##### RECORDS FOR THIS TASK #####

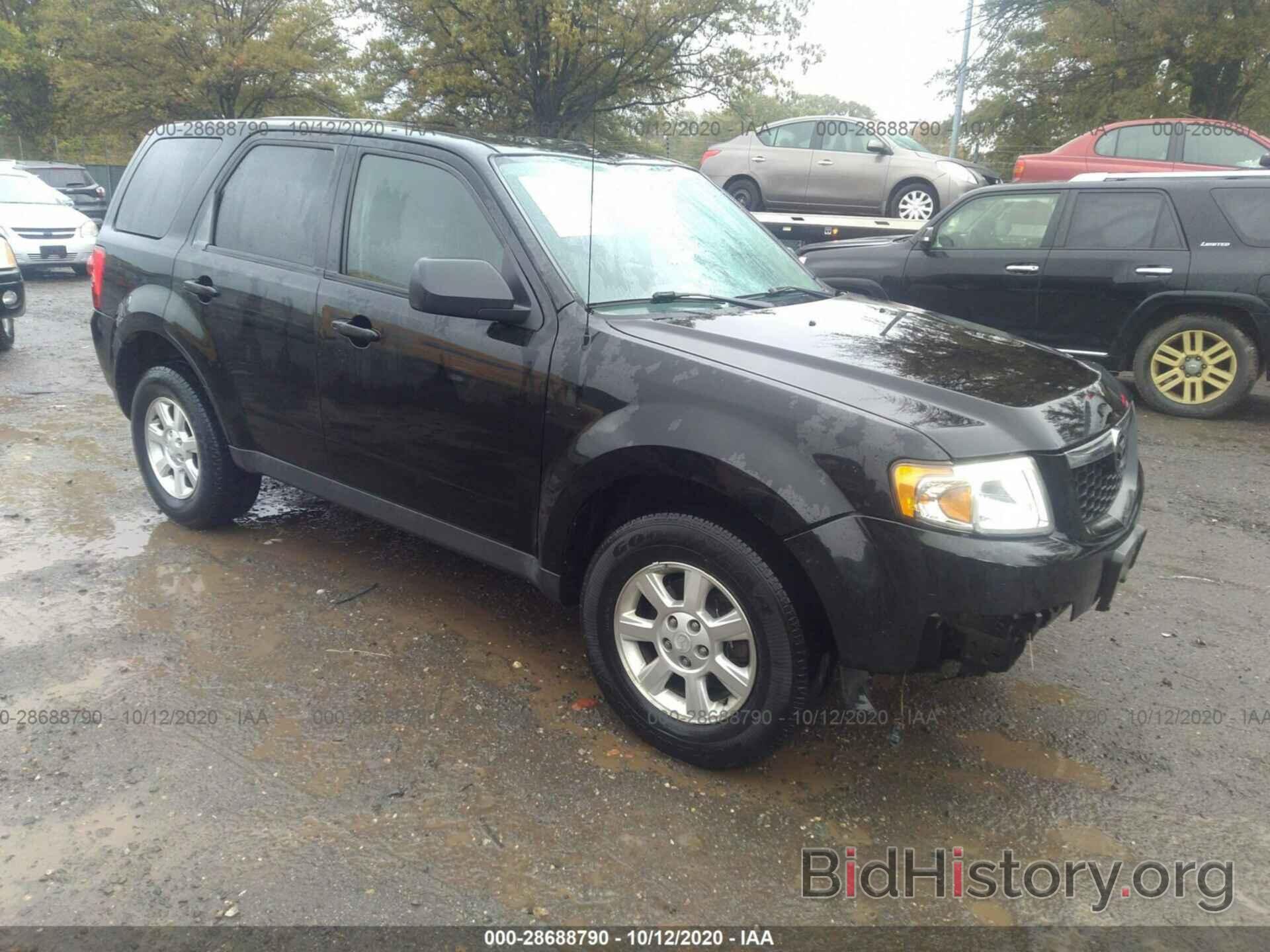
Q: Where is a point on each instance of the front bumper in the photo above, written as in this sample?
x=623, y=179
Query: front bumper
x=37, y=253
x=904, y=598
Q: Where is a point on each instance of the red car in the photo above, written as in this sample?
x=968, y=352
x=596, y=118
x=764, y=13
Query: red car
x=1150, y=145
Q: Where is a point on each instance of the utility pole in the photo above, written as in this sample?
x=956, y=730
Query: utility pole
x=960, y=78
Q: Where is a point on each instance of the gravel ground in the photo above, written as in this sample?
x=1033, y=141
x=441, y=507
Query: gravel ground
x=431, y=753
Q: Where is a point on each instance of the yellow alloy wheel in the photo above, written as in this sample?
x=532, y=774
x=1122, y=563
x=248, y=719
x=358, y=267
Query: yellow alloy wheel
x=1193, y=367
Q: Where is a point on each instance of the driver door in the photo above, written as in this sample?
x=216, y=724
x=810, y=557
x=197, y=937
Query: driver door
x=986, y=258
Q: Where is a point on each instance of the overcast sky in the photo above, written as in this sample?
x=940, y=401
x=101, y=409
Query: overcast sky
x=884, y=52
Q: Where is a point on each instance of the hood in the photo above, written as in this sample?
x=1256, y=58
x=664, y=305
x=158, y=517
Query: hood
x=972, y=390
x=15, y=215
x=984, y=172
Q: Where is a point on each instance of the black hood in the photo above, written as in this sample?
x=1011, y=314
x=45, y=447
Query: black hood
x=972, y=390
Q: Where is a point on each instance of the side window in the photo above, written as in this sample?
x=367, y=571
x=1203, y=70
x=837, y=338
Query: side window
x=1107, y=143
x=1249, y=212
x=1218, y=145
x=845, y=136
x=276, y=204
x=160, y=182
x=404, y=211
x=1119, y=220
x=795, y=135
x=999, y=222
x=1144, y=141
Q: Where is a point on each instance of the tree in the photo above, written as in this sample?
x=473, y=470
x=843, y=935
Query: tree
x=1054, y=69
x=196, y=59
x=566, y=66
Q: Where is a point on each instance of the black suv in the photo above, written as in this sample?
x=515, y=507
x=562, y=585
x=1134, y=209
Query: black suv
x=640, y=401
x=1166, y=276
x=75, y=182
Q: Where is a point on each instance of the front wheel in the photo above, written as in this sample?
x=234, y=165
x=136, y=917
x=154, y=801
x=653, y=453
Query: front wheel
x=1197, y=365
x=913, y=202
x=695, y=641
x=182, y=454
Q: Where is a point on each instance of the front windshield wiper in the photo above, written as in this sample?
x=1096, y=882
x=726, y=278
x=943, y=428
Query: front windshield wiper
x=793, y=288
x=665, y=298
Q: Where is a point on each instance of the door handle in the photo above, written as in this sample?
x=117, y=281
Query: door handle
x=202, y=287
x=356, y=333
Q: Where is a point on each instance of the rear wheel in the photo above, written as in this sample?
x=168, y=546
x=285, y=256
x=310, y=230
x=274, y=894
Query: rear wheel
x=746, y=193
x=182, y=454
x=1197, y=366
x=695, y=641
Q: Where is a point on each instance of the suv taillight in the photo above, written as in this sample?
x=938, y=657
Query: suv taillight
x=97, y=270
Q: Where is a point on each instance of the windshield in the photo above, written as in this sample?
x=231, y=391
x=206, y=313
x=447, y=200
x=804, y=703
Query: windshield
x=27, y=190
x=908, y=143
x=653, y=229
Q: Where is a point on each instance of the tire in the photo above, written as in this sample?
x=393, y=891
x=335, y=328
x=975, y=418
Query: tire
x=219, y=492
x=736, y=725
x=915, y=201
x=1180, y=370
x=746, y=193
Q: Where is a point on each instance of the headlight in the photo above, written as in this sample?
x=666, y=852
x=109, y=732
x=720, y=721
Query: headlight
x=958, y=173
x=997, y=498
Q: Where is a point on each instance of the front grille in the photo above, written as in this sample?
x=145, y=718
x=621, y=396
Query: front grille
x=1096, y=487
x=45, y=233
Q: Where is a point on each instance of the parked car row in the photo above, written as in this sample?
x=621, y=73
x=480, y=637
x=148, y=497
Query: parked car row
x=839, y=164
x=1161, y=276
x=597, y=372
x=41, y=225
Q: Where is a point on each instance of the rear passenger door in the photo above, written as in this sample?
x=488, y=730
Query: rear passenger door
x=781, y=161
x=439, y=414
x=1117, y=249
x=252, y=270
x=984, y=259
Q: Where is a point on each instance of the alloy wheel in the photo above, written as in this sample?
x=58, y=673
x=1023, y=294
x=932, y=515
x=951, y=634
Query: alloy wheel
x=172, y=448
x=1194, y=367
x=916, y=205
x=686, y=645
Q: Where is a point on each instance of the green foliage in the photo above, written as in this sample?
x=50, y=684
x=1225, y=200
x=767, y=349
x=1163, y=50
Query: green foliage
x=577, y=69
x=1056, y=69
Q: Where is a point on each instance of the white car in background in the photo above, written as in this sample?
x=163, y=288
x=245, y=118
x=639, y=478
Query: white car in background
x=41, y=223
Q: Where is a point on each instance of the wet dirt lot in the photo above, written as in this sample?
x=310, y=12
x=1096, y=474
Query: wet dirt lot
x=275, y=752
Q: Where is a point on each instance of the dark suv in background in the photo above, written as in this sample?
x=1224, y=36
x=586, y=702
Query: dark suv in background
x=75, y=182
x=1165, y=276
x=600, y=374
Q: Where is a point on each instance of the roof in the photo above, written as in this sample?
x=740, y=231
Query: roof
x=470, y=146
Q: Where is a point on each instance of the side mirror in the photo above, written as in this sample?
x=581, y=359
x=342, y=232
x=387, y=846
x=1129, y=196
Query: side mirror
x=464, y=287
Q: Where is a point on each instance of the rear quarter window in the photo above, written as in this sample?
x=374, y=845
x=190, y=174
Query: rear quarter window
x=1249, y=212
x=160, y=182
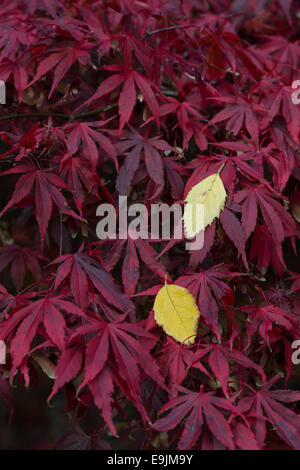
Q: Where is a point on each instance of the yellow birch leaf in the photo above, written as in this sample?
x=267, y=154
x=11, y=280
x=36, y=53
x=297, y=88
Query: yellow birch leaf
x=211, y=194
x=176, y=311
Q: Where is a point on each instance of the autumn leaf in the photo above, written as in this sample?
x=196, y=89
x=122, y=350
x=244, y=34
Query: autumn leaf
x=209, y=193
x=175, y=310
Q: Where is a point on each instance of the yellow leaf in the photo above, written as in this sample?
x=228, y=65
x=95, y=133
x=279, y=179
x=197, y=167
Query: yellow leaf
x=175, y=310
x=209, y=195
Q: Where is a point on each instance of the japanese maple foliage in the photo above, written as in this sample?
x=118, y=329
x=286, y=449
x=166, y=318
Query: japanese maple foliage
x=146, y=99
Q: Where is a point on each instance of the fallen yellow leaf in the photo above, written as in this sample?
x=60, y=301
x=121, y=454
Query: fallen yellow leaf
x=211, y=194
x=176, y=311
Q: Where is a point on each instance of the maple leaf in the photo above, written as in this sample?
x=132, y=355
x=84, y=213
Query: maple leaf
x=266, y=402
x=23, y=325
x=83, y=270
x=113, y=342
x=18, y=69
x=62, y=59
x=20, y=257
x=265, y=250
x=15, y=31
x=47, y=191
x=148, y=147
x=262, y=319
x=279, y=222
x=219, y=357
x=130, y=267
x=175, y=360
x=197, y=408
x=127, y=99
x=203, y=285
x=238, y=114
x=86, y=135
x=77, y=174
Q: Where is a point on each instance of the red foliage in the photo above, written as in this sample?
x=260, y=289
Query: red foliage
x=146, y=99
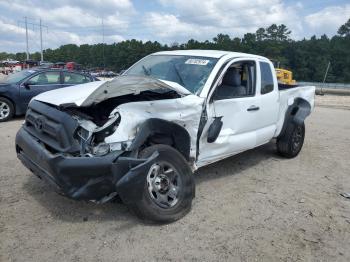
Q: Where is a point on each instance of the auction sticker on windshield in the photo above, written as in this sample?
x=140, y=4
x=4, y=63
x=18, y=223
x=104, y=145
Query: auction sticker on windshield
x=197, y=61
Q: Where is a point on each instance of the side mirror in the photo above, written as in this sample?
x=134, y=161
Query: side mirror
x=26, y=85
x=214, y=129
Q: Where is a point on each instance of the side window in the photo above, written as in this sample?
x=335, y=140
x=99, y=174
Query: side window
x=238, y=81
x=74, y=79
x=266, y=78
x=46, y=78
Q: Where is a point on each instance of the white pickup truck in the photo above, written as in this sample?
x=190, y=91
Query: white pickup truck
x=142, y=135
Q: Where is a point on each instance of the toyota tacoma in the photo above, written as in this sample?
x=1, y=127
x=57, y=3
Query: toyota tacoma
x=141, y=136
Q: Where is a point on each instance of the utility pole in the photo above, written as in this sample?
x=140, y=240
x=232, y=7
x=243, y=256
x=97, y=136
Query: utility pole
x=325, y=75
x=40, y=25
x=41, y=42
x=103, y=45
x=26, y=24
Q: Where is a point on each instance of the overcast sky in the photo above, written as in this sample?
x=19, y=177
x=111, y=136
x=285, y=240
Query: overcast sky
x=167, y=21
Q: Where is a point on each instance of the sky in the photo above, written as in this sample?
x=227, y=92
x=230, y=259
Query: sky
x=167, y=21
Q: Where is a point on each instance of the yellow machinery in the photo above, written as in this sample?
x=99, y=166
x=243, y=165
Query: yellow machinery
x=285, y=77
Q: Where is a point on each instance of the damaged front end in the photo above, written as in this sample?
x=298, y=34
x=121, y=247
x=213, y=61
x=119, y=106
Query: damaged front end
x=78, y=166
x=85, y=144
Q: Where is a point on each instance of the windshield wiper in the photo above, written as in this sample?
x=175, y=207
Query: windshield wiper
x=178, y=75
x=146, y=71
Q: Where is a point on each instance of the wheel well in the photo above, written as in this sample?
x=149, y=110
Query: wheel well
x=159, y=131
x=14, y=105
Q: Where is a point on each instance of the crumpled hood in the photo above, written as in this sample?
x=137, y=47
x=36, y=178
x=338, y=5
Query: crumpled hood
x=95, y=92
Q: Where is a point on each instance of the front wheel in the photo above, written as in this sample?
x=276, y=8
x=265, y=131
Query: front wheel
x=169, y=186
x=6, y=109
x=290, y=143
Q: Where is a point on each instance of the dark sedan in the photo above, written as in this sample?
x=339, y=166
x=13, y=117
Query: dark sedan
x=18, y=89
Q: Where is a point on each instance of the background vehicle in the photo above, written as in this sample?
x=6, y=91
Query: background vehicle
x=141, y=135
x=18, y=89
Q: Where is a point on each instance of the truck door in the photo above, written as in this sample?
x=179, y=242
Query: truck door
x=236, y=102
x=268, y=94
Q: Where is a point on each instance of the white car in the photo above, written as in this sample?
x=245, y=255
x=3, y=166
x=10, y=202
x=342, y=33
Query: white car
x=142, y=135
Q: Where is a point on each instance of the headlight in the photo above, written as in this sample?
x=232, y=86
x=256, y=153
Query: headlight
x=101, y=149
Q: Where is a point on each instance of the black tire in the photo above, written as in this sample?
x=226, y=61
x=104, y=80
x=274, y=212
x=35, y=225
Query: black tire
x=148, y=208
x=7, y=109
x=291, y=141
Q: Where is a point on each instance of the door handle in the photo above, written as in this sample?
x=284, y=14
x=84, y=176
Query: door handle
x=253, y=108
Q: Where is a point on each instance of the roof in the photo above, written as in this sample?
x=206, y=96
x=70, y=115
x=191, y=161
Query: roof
x=206, y=53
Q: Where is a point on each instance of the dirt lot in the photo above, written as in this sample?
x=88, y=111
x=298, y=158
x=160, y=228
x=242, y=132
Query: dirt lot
x=252, y=207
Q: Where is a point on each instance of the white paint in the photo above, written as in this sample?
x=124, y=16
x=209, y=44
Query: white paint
x=242, y=129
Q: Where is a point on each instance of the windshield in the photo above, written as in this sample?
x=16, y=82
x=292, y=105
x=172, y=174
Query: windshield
x=190, y=72
x=17, y=77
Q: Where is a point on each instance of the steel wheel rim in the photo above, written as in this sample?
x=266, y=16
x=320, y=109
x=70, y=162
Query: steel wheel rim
x=4, y=110
x=164, y=184
x=297, y=138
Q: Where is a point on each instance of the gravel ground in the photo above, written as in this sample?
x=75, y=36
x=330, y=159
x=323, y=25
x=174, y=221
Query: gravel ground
x=255, y=206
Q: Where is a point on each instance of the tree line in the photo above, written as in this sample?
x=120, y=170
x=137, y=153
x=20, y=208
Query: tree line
x=307, y=58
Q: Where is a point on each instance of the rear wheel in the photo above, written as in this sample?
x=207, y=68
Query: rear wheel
x=169, y=186
x=290, y=143
x=6, y=109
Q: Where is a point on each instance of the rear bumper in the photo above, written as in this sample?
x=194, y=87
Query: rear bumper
x=85, y=178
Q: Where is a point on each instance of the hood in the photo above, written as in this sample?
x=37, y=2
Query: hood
x=96, y=92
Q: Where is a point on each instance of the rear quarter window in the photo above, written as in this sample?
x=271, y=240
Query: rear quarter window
x=267, y=83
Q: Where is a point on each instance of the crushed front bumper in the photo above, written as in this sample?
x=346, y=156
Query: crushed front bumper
x=85, y=178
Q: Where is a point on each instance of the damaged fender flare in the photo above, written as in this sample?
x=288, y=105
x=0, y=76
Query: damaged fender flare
x=130, y=186
x=158, y=127
x=296, y=113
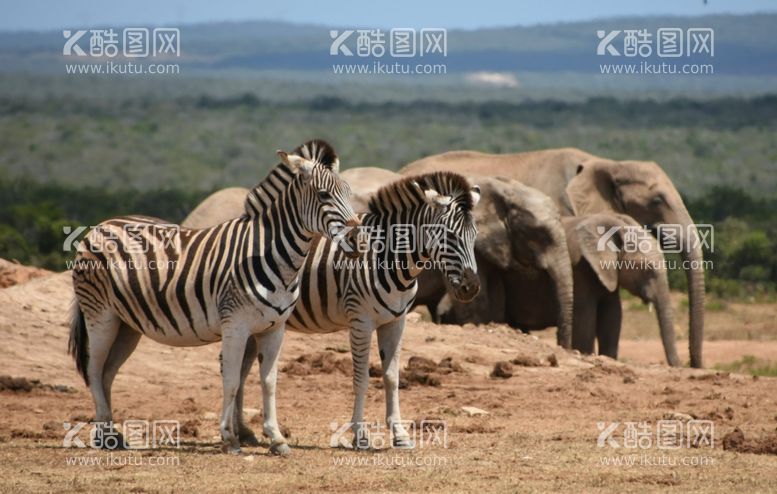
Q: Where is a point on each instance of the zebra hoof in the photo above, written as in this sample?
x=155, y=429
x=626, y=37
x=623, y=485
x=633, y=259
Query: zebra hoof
x=109, y=440
x=361, y=444
x=403, y=443
x=247, y=438
x=280, y=449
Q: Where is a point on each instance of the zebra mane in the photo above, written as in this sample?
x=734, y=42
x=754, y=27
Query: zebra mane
x=268, y=190
x=319, y=152
x=398, y=195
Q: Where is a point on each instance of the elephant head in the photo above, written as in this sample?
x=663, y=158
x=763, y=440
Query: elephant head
x=519, y=229
x=643, y=191
x=636, y=264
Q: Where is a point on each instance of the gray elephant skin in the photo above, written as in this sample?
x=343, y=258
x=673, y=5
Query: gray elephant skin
x=519, y=236
x=598, y=274
x=581, y=183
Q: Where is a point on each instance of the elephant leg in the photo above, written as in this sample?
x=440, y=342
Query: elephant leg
x=584, y=324
x=608, y=327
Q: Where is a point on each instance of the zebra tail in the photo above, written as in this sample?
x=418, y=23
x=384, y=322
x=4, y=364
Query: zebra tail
x=78, y=345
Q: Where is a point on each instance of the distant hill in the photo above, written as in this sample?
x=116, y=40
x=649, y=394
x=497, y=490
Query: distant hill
x=744, y=45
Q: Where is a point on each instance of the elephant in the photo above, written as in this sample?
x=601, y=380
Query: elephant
x=581, y=183
x=219, y=207
x=520, y=235
x=599, y=271
x=229, y=203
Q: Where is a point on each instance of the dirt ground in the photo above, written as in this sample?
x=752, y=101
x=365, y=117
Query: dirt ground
x=534, y=431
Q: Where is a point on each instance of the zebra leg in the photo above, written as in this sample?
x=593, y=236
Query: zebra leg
x=126, y=342
x=102, y=331
x=269, y=349
x=390, y=344
x=232, y=350
x=245, y=434
x=360, y=353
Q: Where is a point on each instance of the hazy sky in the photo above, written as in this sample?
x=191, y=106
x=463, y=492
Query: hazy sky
x=58, y=14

#####

Could you lay out the lines from the one containing "the red car" through the one containing "x=1150, y=145", both included, as a JSON list of strings with one string per line and any blank lines omitted?

[
  "Q: Where is a point on each instance of the red car in the photo above, written as in this sample?",
  "x=968, y=352",
  "x=596, y=118",
  "x=764, y=13",
  "Query: red car",
  "x=1150, y=145"
]